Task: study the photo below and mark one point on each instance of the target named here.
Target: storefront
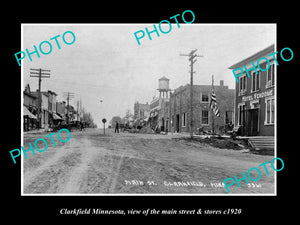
(255, 110)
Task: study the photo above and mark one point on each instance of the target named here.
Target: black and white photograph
(149, 109)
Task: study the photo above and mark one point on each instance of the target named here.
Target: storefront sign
(258, 65)
(258, 95)
(249, 172)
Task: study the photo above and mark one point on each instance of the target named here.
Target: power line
(191, 56)
(68, 96)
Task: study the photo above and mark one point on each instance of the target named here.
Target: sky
(106, 63)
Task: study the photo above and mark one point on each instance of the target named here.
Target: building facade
(141, 111)
(29, 110)
(203, 117)
(159, 118)
(255, 95)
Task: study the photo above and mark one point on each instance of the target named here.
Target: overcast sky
(106, 63)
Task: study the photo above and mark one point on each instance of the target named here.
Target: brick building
(202, 115)
(141, 111)
(255, 95)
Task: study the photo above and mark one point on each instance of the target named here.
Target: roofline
(259, 54)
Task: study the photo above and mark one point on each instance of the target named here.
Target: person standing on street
(117, 127)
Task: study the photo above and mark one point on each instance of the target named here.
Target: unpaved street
(137, 163)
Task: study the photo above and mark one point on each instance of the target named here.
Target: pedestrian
(117, 127)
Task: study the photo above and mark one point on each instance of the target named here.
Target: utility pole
(191, 56)
(68, 96)
(213, 116)
(40, 74)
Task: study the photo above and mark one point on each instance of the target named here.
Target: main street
(127, 163)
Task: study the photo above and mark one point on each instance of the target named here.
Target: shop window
(241, 114)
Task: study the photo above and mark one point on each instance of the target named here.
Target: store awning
(26, 112)
(56, 117)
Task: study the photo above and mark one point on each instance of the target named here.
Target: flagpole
(213, 117)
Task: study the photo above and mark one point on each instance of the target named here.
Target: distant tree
(114, 120)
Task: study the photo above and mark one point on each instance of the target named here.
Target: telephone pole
(68, 96)
(40, 74)
(191, 56)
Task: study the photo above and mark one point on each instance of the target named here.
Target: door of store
(177, 123)
(252, 122)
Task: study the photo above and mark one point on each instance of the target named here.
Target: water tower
(163, 87)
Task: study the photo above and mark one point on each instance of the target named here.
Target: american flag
(213, 103)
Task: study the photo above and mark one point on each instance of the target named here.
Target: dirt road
(138, 163)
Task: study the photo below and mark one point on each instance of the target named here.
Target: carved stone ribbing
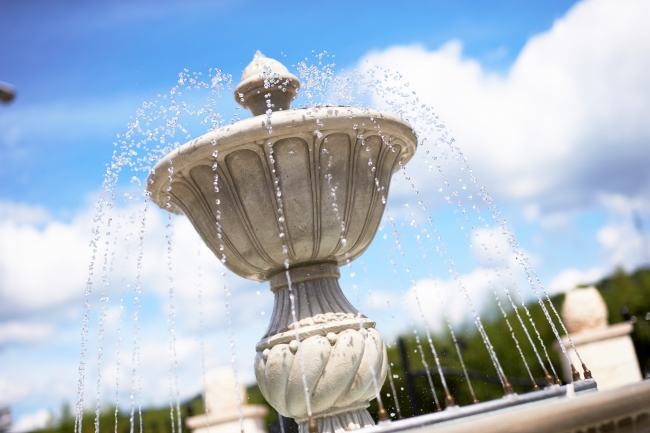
(315, 299)
(333, 167)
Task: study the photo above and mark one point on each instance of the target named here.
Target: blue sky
(548, 100)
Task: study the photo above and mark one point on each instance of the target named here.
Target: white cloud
(33, 421)
(570, 278)
(20, 332)
(12, 391)
(43, 269)
(566, 123)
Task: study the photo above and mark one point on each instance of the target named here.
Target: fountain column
(288, 196)
(343, 356)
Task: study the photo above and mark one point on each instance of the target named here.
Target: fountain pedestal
(287, 197)
(343, 357)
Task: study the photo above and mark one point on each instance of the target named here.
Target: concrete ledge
(623, 410)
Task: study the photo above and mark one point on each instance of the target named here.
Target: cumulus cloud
(566, 123)
(24, 332)
(43, 271)
(33, 421)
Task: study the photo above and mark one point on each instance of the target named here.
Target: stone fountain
(287, 197)
(290, 195)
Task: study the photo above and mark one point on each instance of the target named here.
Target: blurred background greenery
(627, 297)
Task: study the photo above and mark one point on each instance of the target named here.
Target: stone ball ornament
(288, 196)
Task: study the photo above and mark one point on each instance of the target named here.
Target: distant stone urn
(288, 196)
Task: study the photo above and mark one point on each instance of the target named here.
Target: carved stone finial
(266, 84)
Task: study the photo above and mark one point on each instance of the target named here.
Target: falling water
(426, 369)
(199, 288)
(448, 398)
(135, 356)
(233, 359)
(285, 252)
(447, 320)
(394, 392)
(171, 320)
(373, 372)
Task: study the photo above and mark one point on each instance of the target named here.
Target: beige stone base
(341, 422)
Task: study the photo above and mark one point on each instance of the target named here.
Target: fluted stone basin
(333, 166)
(288, 196)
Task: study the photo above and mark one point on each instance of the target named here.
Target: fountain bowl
(314, 180)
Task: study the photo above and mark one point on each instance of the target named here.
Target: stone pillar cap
(584, 310)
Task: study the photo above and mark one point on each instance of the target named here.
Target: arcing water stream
(161, 126)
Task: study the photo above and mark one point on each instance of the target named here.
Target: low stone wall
(623, 410)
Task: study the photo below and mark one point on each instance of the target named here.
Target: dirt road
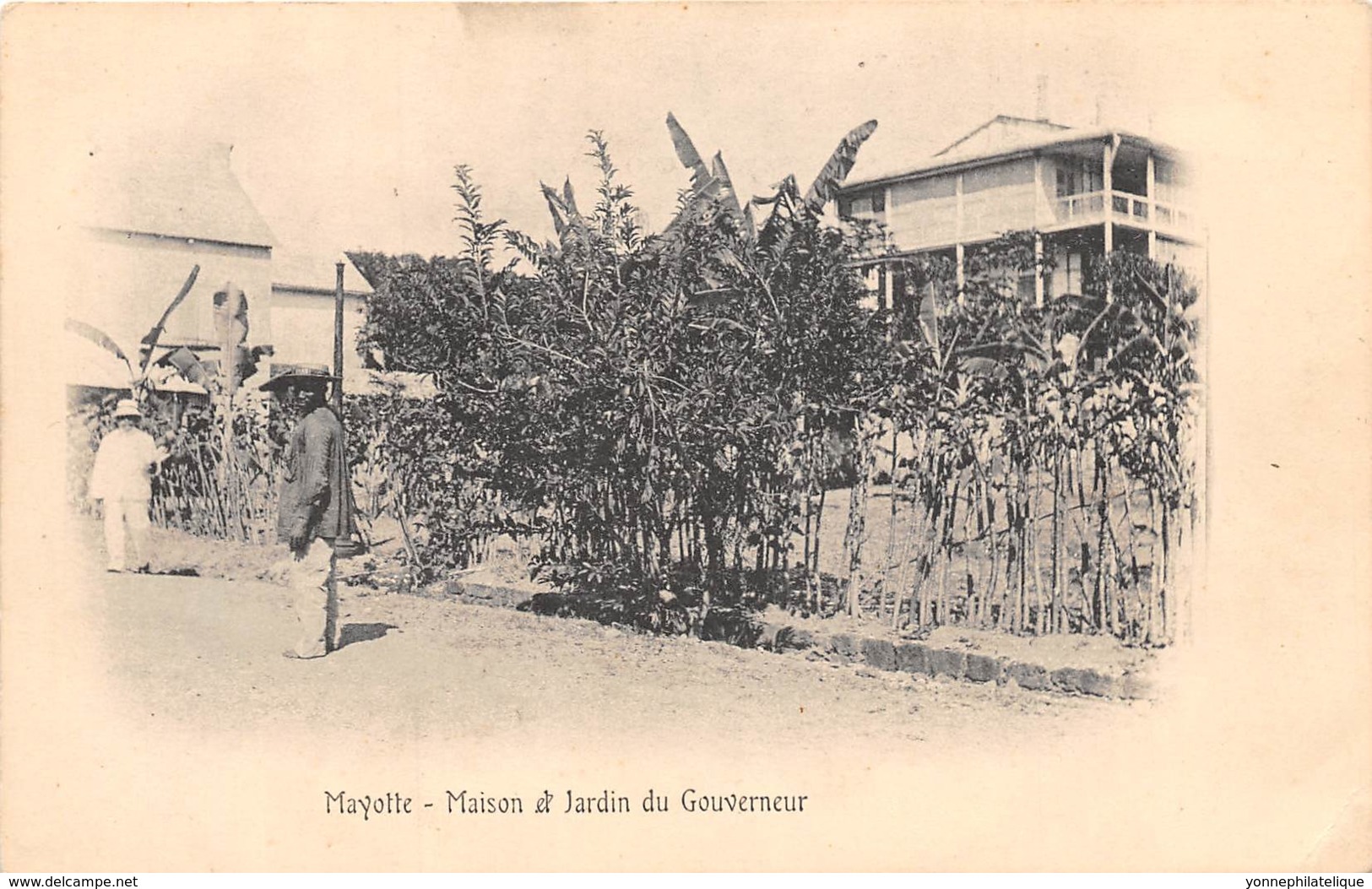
(208, 653)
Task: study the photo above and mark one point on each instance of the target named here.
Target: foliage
(645, 404)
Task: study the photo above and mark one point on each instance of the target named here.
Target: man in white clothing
(121, 479)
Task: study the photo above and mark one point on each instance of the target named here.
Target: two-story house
(1086, 192)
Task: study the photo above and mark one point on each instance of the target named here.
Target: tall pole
(338, 344)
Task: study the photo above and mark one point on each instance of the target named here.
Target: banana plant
(138, 380)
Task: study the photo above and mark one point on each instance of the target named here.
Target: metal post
(338, 344)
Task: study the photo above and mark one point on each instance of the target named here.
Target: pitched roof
(179, 191)
(969, 151)
(1001, 132)
(316, 274)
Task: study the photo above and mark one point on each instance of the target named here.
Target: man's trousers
(127, 516)
(316, 599)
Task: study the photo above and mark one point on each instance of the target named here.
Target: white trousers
(314, 597)
(127, 518)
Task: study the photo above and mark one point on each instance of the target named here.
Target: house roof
(316, 274)
(999, 138)
(1001, 132)
(179, 191)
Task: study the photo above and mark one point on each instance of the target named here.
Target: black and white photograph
(728, 436)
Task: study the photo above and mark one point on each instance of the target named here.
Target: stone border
(880, 653)
(926, 660)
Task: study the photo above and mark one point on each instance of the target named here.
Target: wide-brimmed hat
(296, 373)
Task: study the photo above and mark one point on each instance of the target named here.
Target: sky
(346, 121)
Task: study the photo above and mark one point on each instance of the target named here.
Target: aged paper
(1257, 755)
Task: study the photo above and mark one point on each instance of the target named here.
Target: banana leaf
(840, 164)
(100, 339)
(149, 342)
(702, 180)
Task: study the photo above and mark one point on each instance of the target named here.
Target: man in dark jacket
(316, 508)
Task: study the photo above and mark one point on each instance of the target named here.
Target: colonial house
(154, 217)
(149, 221)
(1084, 192)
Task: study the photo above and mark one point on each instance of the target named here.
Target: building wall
(121, 283)
(302, 323)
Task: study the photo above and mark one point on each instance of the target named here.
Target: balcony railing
(1090, 208)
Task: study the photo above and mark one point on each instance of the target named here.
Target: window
(1079, 176)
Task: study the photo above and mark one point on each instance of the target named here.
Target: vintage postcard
(788, 436)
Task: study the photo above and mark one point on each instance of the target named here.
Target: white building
(1086, 192)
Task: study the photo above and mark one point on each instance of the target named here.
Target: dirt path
(208, 653)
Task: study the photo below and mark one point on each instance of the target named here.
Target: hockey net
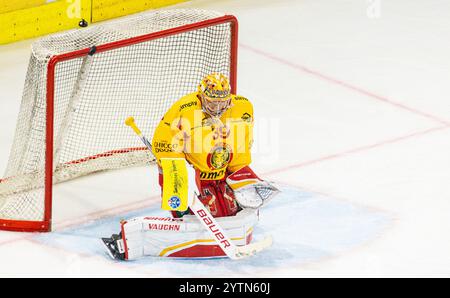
(80, 87)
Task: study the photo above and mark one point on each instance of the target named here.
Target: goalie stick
(211, 225)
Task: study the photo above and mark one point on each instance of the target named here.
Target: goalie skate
(114, 247)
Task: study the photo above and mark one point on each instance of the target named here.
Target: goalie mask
(214, 91)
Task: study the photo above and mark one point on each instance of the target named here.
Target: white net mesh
(94, 95)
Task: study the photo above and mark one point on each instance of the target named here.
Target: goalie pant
(182, 237)
(216, 195)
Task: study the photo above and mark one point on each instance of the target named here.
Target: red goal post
(39, 168)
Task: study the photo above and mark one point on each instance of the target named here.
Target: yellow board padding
(48, 18)
(109, 9)
(33, 18)
(12, 5)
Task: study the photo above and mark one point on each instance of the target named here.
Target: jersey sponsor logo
(247, 117)
(219, 157)
(164, 147)
(212, 175)
(217, 93)
(188, 105)
(221, 132)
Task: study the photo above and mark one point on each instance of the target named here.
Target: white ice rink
(352, 110)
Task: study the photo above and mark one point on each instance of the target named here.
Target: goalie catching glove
(249, 190)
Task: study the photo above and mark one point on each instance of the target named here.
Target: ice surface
(352, 117)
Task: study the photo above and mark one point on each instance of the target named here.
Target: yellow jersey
(213, 145)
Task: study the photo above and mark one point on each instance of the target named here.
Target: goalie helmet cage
(80, 87)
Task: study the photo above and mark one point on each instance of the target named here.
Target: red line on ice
(343, 84)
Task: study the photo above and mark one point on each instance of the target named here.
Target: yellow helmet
(214, 91)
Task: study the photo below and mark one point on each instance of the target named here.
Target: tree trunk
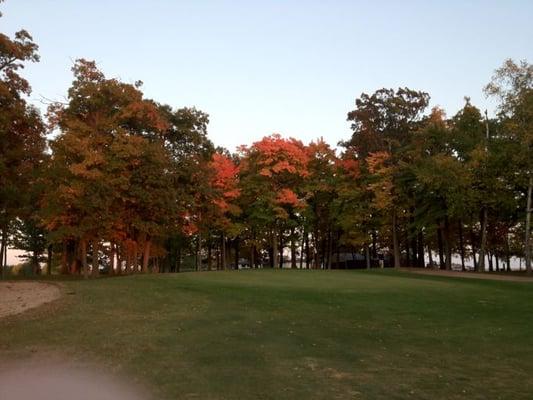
(430, 255)
(293, 250)
(374, 245)
(237, 249)
(252, 256)
(307, 259)
(420, 244)
(118, 250)
(83, 249)
(281, 246)
(448, 243)
(3, 250)
(337, 251)
(146, 255)
(367, 256)
(135, 255)
(481, 263)
(111, 258)
(529, 210)
(199, 252)
(223, 251)
(442, 265)
(209, 256)
(274, 250)
(507, 252)
(330, 249)
(64, 258)
(49, 260)
(462, 246)
(302, 246)
(395, 245)
(96, 247)
(473, 245)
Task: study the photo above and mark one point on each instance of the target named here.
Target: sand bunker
(16, 297)
(39, 379)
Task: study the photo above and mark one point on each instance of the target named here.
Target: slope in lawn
(293, 334)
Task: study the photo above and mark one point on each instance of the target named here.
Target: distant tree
(512, 84)
(22, 140)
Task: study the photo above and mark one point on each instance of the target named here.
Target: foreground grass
(293, 334)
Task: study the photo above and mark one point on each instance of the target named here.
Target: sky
(291, 67)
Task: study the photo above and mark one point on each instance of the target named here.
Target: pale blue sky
(293, 67)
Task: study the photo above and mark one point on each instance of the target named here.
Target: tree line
(109, 178)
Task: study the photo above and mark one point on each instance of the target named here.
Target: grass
(293, 334)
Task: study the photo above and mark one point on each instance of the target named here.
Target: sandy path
(469, 275)
(16, 297)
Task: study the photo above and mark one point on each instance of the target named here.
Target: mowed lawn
(292, 334)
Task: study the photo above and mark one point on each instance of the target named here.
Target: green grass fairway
(293, 334)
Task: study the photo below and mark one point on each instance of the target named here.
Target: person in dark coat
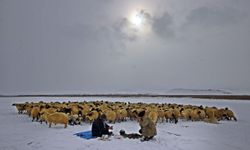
(99, 127)
(148, 128)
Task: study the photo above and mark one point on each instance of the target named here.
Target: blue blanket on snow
(85, 135)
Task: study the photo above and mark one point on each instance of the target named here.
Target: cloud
(160, 25)
(163, 26)
(213, 17)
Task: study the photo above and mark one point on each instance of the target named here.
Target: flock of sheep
(75, 113)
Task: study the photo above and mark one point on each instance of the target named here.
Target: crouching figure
(148, 129)
(99, 127)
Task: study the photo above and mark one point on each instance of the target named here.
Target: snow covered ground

# # # # #

◆ **Problem to work on**:
The lines to return run from the line containing "Target: tree line" through the last line of the records. Give them exactly, omitting pictures.

◆ **Result of this task**:
Target: tree line
(109, 178)
Task: study the photo above and mark one point on each instance of the target named here.
Target: grass
(293, 334)
Task: study the photo above and mark one point on each instance of the target named here.
Target: sandy path
(469, 275)
(16, 297)
Task: study the photo above and mark one point on each instance of the target named here.
Target: mowed lawn
(292, 334)
Task: study the photo above and mark one point on each instance of the target named here.
Target: green grass fairway
(293, 334)
Task: study the photo below and mark one point on each instance of the target named here.
Target: person in dark coat
(99, 127)
(148, 128)
Task: study the photo above and mark one point on each instance of the target named here.
Target: blue blanket on snow
(85, 135)
Task: study the photo above and mark one point on each instance of the target named here.
Target: cloud
(160, 25)
(163, 26)
(213, 17)
Task: study the photo above and mark one point on each instance of the target named here.
Target: flock of sheep
(75, 113)
Task: study the photo above and mark one point on each instance of the target named here.
Target: crouching figure
(148, 129)
(99, 127)
Task: study the photo above and mark one point on each instance of the target named here.
Target: snow covered ground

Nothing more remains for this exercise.